Data records
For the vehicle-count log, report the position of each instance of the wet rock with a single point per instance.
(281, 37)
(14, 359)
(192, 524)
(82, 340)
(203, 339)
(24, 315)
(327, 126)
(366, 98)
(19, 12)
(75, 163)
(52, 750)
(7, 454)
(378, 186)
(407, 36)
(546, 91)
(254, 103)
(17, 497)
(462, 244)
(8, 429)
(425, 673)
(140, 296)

**Instructions for the task:**
Repeat the records above in full, word for word.

**Answer to this exercise:**
For the vehicle-count log, report the position of each instance of the wet rock with a single point per instance.
(281, 37)
(14, 359)
(192, 524)
(82, 340)
(203, 339)
(24, 315)
(327, 126)
(366, 98)
(19, 12)
(75, 163)
(52, 750)
(7, 454)
(378, 186)
(407, 36)
(546, 91)
(254, 103)
(17, 497)
(462, 244)
(8, 429)
(425, 673)
(140, 296)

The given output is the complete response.